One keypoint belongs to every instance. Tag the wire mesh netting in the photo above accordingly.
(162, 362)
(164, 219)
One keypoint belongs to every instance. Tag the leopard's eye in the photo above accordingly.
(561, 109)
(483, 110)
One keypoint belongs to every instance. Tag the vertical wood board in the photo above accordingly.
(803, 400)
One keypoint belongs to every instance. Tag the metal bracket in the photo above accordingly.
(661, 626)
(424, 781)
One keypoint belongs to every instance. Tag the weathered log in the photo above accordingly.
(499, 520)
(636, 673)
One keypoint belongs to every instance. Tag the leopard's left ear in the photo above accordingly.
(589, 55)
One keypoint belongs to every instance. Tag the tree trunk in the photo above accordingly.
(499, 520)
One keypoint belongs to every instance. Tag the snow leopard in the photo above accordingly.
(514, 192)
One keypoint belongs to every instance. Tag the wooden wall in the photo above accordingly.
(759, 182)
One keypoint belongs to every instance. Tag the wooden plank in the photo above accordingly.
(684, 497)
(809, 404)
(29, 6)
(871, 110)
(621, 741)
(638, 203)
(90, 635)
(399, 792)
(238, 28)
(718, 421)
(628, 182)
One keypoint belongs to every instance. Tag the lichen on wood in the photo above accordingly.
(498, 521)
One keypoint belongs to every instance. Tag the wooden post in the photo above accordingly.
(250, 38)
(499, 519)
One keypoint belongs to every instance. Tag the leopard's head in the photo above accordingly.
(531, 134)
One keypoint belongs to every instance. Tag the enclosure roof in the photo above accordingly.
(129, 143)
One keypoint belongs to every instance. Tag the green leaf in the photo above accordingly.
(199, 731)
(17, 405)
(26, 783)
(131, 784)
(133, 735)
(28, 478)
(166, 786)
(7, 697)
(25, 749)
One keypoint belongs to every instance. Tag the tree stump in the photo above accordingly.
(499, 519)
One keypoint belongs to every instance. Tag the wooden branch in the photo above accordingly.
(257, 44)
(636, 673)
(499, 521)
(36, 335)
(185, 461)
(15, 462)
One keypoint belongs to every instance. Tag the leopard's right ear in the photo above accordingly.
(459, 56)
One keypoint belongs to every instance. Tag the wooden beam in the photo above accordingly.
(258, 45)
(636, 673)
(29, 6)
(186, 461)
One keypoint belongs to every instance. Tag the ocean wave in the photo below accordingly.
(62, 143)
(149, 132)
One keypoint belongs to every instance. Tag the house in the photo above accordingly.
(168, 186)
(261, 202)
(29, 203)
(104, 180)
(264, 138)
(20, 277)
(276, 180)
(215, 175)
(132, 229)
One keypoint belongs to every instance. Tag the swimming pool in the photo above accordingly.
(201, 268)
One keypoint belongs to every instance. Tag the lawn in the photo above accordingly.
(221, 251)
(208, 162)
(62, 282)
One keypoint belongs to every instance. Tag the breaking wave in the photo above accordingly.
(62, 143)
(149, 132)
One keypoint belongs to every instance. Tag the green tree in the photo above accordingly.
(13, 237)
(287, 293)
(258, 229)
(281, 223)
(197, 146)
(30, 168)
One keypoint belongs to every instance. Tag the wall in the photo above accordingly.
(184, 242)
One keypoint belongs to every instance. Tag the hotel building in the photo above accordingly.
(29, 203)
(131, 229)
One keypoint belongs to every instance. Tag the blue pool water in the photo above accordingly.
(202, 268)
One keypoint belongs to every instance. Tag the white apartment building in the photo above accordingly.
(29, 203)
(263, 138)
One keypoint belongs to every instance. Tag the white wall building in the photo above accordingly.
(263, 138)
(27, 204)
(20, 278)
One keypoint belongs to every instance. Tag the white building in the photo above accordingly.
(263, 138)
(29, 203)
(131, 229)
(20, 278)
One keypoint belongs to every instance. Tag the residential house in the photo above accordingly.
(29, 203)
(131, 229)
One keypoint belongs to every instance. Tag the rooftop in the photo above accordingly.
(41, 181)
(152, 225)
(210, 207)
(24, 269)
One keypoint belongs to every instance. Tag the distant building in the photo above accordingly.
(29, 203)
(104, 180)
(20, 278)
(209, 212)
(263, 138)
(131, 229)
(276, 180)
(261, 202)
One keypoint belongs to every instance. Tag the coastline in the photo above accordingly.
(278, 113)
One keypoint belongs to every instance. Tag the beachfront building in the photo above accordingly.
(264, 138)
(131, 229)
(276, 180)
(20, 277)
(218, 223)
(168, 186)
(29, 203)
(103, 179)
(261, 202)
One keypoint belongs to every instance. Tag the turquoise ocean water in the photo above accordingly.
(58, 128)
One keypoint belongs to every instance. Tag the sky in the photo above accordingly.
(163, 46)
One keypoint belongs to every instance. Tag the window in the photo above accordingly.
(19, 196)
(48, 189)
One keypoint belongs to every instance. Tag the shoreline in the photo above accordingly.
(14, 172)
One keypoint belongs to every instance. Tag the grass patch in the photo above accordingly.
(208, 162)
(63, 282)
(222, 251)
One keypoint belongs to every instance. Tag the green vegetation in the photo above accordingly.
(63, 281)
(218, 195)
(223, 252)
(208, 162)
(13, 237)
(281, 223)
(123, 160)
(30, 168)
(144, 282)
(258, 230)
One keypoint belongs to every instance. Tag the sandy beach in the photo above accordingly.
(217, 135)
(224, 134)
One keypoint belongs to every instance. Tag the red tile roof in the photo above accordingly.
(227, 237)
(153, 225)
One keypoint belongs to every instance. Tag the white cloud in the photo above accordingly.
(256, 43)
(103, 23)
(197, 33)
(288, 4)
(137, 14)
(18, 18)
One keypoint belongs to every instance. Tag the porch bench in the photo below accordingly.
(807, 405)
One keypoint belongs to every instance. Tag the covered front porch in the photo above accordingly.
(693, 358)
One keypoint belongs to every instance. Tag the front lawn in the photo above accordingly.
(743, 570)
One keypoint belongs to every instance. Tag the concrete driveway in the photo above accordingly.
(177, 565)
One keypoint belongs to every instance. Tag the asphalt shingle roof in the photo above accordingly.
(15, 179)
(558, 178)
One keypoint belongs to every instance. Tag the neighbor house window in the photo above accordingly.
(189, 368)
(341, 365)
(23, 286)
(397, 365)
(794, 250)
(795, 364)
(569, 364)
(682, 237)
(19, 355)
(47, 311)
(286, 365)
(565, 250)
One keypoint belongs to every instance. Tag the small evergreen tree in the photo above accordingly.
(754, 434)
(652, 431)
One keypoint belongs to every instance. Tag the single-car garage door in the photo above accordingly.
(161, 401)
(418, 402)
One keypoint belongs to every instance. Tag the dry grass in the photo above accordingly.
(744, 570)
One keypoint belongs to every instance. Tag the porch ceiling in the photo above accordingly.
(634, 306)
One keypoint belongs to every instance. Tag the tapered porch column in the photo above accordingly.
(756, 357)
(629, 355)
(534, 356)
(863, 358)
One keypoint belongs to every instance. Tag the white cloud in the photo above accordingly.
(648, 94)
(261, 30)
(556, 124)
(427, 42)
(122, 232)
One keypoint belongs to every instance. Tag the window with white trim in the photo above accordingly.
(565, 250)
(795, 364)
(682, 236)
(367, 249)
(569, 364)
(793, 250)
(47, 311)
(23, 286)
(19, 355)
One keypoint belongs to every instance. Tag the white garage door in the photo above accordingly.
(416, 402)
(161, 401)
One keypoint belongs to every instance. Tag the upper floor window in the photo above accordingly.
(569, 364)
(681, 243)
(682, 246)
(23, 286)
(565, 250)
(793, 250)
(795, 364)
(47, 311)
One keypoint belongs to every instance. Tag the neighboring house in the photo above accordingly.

^^^^^^^^

> [WHAT YOU HAVE TO DO]: Give the listing again, word for word.

> [RESPONSE TO THIS EXERCISE]:
One keypoint belongs to every instance. Tag the wire mesh netting in the photo above accordingly.
(162, 362)
(164, 219)
One keypoint belongs to every instance. Tag the leopard's eye in the photo above accordingly.
(561, 109)
(483, 110)
One keypoint belongs to every instance. Tag the vertical wood board in the photo above accordingly.
(803, 400)
One keypoint belongs to every instance. Tag the metal bracket in the photo above accordingly.
(661, 626)
(424, 781)
One keypoint belongs to every instance. Tag the weathered log in the photo above accordingly.
(499, 520)
(636, 673)
One keypoint belongs to every instance. Tag the leopard's left ear in the photo above accordingly.
(589, 55)
One keypoint belongs to every instance. Tag the tree trunk in the photo above accordingly.
(499, 520)
One keypoint belongs to every instance. Tag the snow leopard in the photo above accordingly.
(514, 192)
One keypoint belongs to every instance. Tag the wooden wall in the photo above accordingly.
(759, 182)
One keypoint belongs to every instance. Tag the wooden plank in the photo above accordingly.
(684, 497)
(809, 404)
(29, 6)
(871, 110)
(621, 741)
(638, 203)
(90, 635)
(399, 792)
(238, 28)
(718, 421)
(628, 182)
One keypoint belongs to every instance. Tag the lichen on wood in the photo above accordingly.
(498, 521)
One keypoint belongs to every instance. Tag the wooden post in the photo above accordingly.
(250, 38)
(499, 519)
One keypoint belongs to every instance. Tag the leopard's head in the photo above accordingly.
(531, 134)
One keypoint belongs to every instance. Tag the enclosure roof in the photo above accordingly.
(129, 143)
One keypoint belongs to every instance. Tag the green leaf in the photo above accordingly.
(199, 731)
(17, 405)
(26, 783)
(131, 784)
(133, 735)
(28, 478)
(166, 786)
(7, 697)
(25, 749)
One keypoint belongs to every instance. Tag the tree stump in the photo above accordingly.
(499, 519)
One keypoint belongs to every instance. Tag the wooden branch in the photo above accordingly.
(257, 44)
(636, 673)
(499, 521)
(36, 335)
(185, 461)
(15, 462)
One keypoint belongs to every instance. Tag the leopard's right ear in the photo above accordingly.
(459, 56)
One keypoint belongs to every instance. Tag the wooden beam in the photo above accordingly.
(258, 45)
(636, 673)
(29, 6)
(186, 461)
One keypoint belongs to every instance. Tag the ocean wave in the photo below accordingly.
(62, 143)
(149, 132)
One keypoint belongs to every instance. Tag the house in the photo above accordingly.
(168, 186)
(261, 202)
(29, 203)
(104, 180)
(264, 138)
(20, 277)
(276, 180)
(215, 175)
(132, 229)
One keypoint belongs to every instance. Tag the swimming pool in the photo above accordingly.
(201, 268)
One keypoint belongs to every instance. Tag the lawn in the photo above accordingly.
(221, 251)
(208, 162)
(62, 282)
One keypoint belongs to every instance. Tag the breaking wave in the photo above accordingly.
(62, 143)
(149, 132)
One keypoint belongs to every instance. Tag the green tree in the photo above accordingly.
(13, 237)
(287, 293)
(258, 229)
(281, 223)
(197, 146)
(30, 168)
One keypoint belongs to every instance. Tag the wall in the photo above accordingly.
(184, 242)
One keypoint belongs to every instance. Tag the hotel building in the photo above accordingly.
(29, 203)
(131, 229)
One keypoint belongs to every instance. Tag the blue pool water in the photo above accordingly.
(202, 268)
One keypoint belongs to every instance. Tag the white apartment building in the photo above accordingly.
(29, 203)
(263, 138)
One keypoint belongs to every instance. Tag the white wall building in the photo above accordingly.
(263, 138)
(27, 204)
(20, 278)
One keypoint belongs to every instance. Tag the white building in the photo above accordingly.
(263, 138)
(29, 203)
(131, 229)
(20, 278)
One keypoint belongs to every instance. Tag the residential house in the photo above accordingly.
(29, 203)
(131, 229)
One keypoint belongs to every instance. Tag the rooftop in the photo above accordingly.
(41, 181)
(152, 225)
(210, 207)
(24, 269)
One keypoint belongs to every instance. Tag the distant building in the photo above accordingly.
(29, 203)
(104, 180)
(20, 278)
(209, 212)
(263, 138)
(131, 229)
(276, 180)
(261, 202)
One keypoint belongs to every instance. Tag the coastline in the photo above accordingly.
(278, 113)
One keypoint belongs to every instance. Tag the beachfront building in the photo above accordingly.
(264, 138)
(131, 229)
(276, 180)
(20, 277)
(218, 223)
(168, 186)
(29, 203)
(103, 179)
(261, 202)
One keypoint belongs to every instance. Tag the turquoise ocean water in the photo above accordingly.
(58, 128)
One keypoint belongs to every instance. Tag the sky in the photo above accordingly.
(163, 46)
One keypoint belongs to every instance. Tag the window in the photo above accordingly.
(19, 196)
(48, 189)
One keypoint belongs to every instance. Tag the shoreline in the photo above accordingly.
(14, 172)
One keypoint belongs to every instance. Tag the grass patch in the photo above accordingly.
(208, 162)
(63, 282)
(222, 251)
One keypoint belongs to every instance. Tag the green vegetation in the photo above accordingly.
(63, 281)
(218, 195)
(223, 252)
(208, 162)
(13, 237)
(281, 223)
(123, 160)
(30, 168)
(144, 282)
(258, 230)
One keypoint belongs to every instance. Tag the sandy beach in the photo above accordingly.
(217, 135)
(224, 134)
One keypoint belongs to every instance. Tag the red tile roof in the photo above accordingly.
(227, 237)
(153, 225)
One keypoint belongs to every instance. Tag the white cloud in the photo above accordingly.
(256, 43)
(103, 23)
(197, 33)
(288, 4)
(137, 14)
(18, 18)
One keypoint belongs to every instance. Tag the porch bench in the photo below accordingly.
(807, 405)
One keypoint belongs to every instance. Tag the covered front porch in the photo above accordingly.
(693, 358)
One keypoint belongs to every instance. Tag the front lawn in the photo above accordingly.
(743, 570)
One keypoint belongs to every instance. Tag the concrete driveway in the photo above accordingly.
(177, 565)
One keypoint belongs to every instance. Tag the asphalt shingle roof in the photo above accordingly.
(15, 179)
(558, 178)
One keypoint belongs to every instance. Tag the neighbor house window in the photo above accordingly.
(189, 368)
(341, 365)
(23, 286)
(397, 365)
(794, 250)
(795, 364)
(569, 364)
(682, 237)
(19, 355)
(47, 311)
(286, 365)
(565, 250)
One keypoint belongs to every instance. Tag the small evergreen tree in the photo above accordingly.
(754, 434)
(652, 431)
One keypoint belongs to every instance. Tag the single-car garage door in the photo above accordingly.
(161, 401)
(418, 402)
One keypoint belongs to every instance. Tag the dry grass in the photo above accordingly.
(744, 570)
One keypoint belongs to every instance. Tag the porch ceiling in the photo above accordingly.
(634, 306)
One keypoint belongs to every instance. Tag the tapered porch column in the photo above accordingly.
(756, 357)
(629, 355)
(534, 356)
(863, 358)
One keypoint belongs to every instance. Tag the white cloud in the photo above accordingly.
(648, 94)
(261, 30)
(556, 124)
(427, 42)
(122, 232)
One keypoint belongs to every instance. Tag the window with white trim in the photo above accordingly.
(565, 250)
(795, 364)
(682, 236)
(367, 249)
(569, 364)
(793, 250)
(47, 311)
(23, 286)
(19, 355)
One keypoint belongs to every instance. Tag the white garage door in the photo above accordingly.
(416, 402)
(161, 401)
One keypoint belongs to every instance. Tag the upper floor window in the photo above accordingly.
(569, 364)
(681, 243)
(682, 246)
(23, 286)
(565, 250)
(793, 250)
(795, 364)
(47, 311)
One keypoint belongs to every instance. Tag the neighboring house in the photo above accordingly.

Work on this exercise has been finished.